── Dataset records

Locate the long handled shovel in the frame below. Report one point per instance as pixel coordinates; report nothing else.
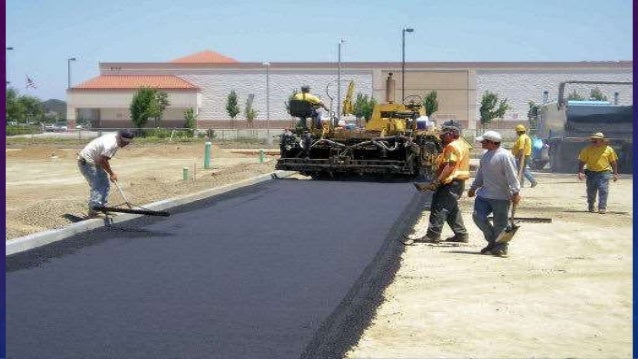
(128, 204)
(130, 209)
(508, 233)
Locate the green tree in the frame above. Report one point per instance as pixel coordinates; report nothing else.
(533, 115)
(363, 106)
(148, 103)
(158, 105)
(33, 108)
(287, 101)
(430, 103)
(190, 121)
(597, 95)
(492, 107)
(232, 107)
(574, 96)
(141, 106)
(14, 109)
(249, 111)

────
── Dataset records

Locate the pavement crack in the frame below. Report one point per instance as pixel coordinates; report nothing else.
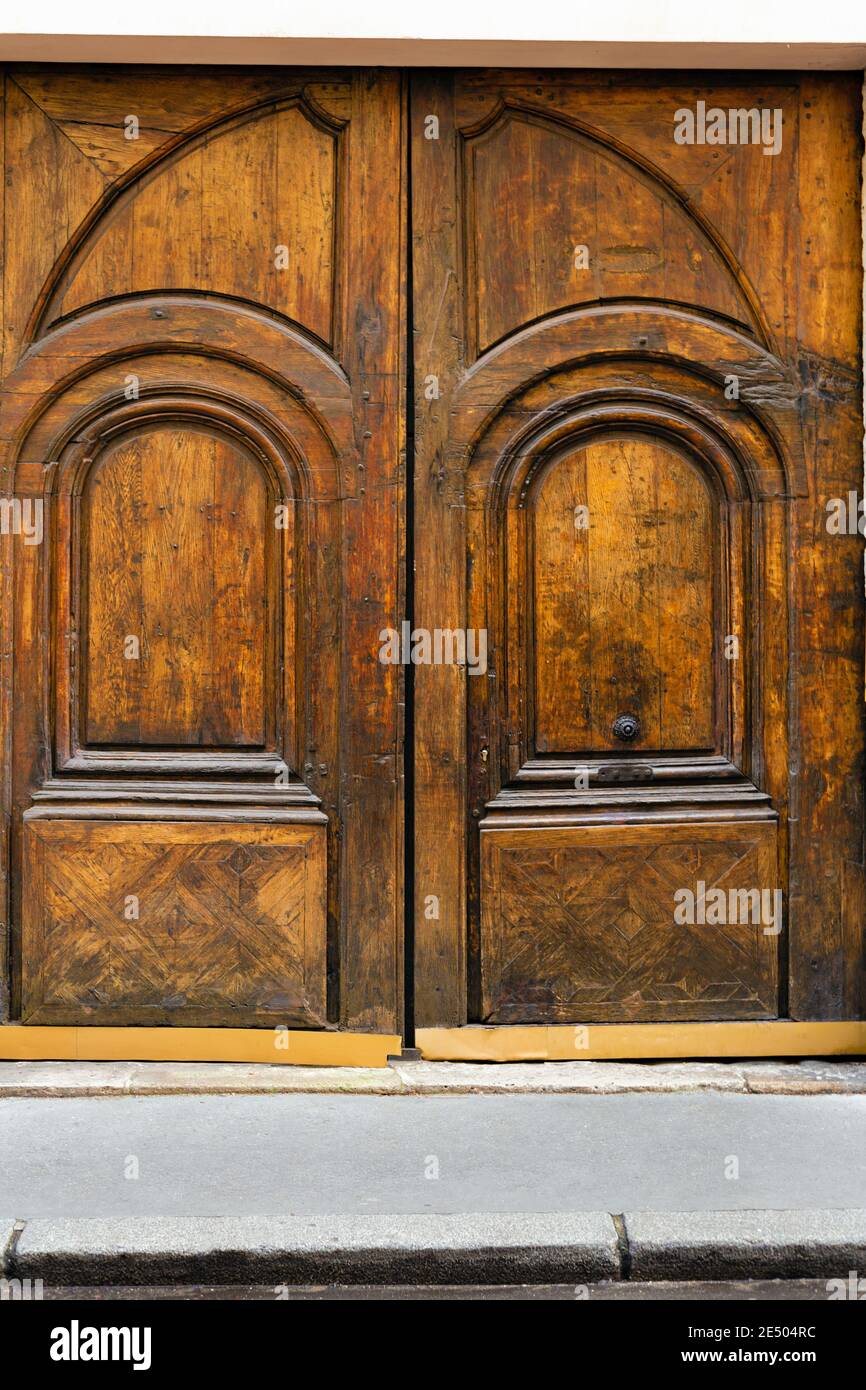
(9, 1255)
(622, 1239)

────

# Work required
Turn the lines from the one with "Locate the pavement" up to and including the one with "(622, 1239)" into a Markdown table with the columns Row and Line, numbering each row and skipping blank lines. Leave the picture out of the table.

# Written solution
| Row | Line |
|---|---|
| 1 | Locate the pavement crack in the frame below. Report one point per instance as pixel coordinates; report nothing else. |
| 2 | (9, 1255) |
| 3 | (622, 1239) |